PROBLEM TO WORK ON:
Rescale the portion of the listing that begins at the line containing "Please place a point on every instance of the jetty" and runs through the end of the listing, both ends included. Reproduce every line of that portion, requests included, with each point coordinate in the answers multiplied by 1.5 and rounded to the nearest whole number, halves rounded up.

----

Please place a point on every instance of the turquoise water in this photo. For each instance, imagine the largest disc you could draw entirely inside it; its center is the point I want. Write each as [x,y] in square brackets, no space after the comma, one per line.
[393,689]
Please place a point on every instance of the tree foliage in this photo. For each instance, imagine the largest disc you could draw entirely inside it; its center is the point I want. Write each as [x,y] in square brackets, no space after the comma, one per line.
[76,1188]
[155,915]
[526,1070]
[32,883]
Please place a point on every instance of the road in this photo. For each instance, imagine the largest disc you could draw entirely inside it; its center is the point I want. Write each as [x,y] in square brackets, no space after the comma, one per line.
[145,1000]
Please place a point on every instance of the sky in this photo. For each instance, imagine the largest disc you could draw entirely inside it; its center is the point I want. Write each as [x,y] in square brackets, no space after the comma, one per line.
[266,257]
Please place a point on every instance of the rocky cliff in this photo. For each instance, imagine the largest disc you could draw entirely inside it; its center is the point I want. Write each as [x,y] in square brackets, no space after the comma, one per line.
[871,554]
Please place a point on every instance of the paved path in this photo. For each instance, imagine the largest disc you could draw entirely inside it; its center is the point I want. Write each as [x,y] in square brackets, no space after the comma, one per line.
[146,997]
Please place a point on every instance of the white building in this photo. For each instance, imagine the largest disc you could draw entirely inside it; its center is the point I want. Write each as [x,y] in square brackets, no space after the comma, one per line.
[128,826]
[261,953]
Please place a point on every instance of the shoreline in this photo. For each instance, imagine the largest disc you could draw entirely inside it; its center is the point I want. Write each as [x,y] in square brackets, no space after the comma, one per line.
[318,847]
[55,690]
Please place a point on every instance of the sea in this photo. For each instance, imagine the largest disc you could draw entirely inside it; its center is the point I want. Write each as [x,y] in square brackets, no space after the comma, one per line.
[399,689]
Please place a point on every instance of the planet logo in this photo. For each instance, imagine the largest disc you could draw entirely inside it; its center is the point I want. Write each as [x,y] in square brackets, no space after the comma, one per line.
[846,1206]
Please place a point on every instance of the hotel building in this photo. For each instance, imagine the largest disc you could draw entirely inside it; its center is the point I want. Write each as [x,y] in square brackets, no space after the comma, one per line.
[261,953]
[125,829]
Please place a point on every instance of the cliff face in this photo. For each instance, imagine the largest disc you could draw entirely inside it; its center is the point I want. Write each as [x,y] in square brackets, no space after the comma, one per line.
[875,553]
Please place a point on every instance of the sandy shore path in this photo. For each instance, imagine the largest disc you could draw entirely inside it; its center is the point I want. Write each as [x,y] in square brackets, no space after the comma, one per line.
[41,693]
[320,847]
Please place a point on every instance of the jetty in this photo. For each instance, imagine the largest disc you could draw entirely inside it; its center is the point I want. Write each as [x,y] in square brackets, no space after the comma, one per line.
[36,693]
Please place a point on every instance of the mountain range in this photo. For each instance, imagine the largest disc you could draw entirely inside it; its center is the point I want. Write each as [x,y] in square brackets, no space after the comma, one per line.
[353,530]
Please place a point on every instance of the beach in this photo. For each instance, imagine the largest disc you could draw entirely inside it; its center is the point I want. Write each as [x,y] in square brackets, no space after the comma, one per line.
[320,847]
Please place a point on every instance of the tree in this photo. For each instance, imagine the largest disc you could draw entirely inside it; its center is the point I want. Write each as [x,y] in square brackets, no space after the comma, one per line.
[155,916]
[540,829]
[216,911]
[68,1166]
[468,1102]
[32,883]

----

RESULT:
Please place a point on every instance of the jetty in this photo. For each instance, imagine the largest disc you could draw entirely inside it; its center is the point I want. Write each as [x,y] in square brackets, no space after the comma, one per line.
[54,1040]
Please place a point on every instance of the mountain range in this photo. For each instance, imagine the largest disc you could draw entirely inside it; its center is the point I want. Write each as [x,y] in square brackets, no space after the comma, one per line.
[530,795]
Please place a point on every instance of the beach in this photo. For each instance, imagine the largest disc you could draw entirely inside it; its center is the point I want. Write each as [x,y] in square brackets, no space after the comma, one per line.
[480,1271]
Please place a point on every instance of the tree in this photo. For each instance, imagine the largest disc you could draw entirely inside it; its center is the point I want. Write each as [x,y] in square brackets, no space after the comma, one per line.
[233,1374]
[810,1244]
[324,1367]
[102,1749]
[702,1653]
[48,1325]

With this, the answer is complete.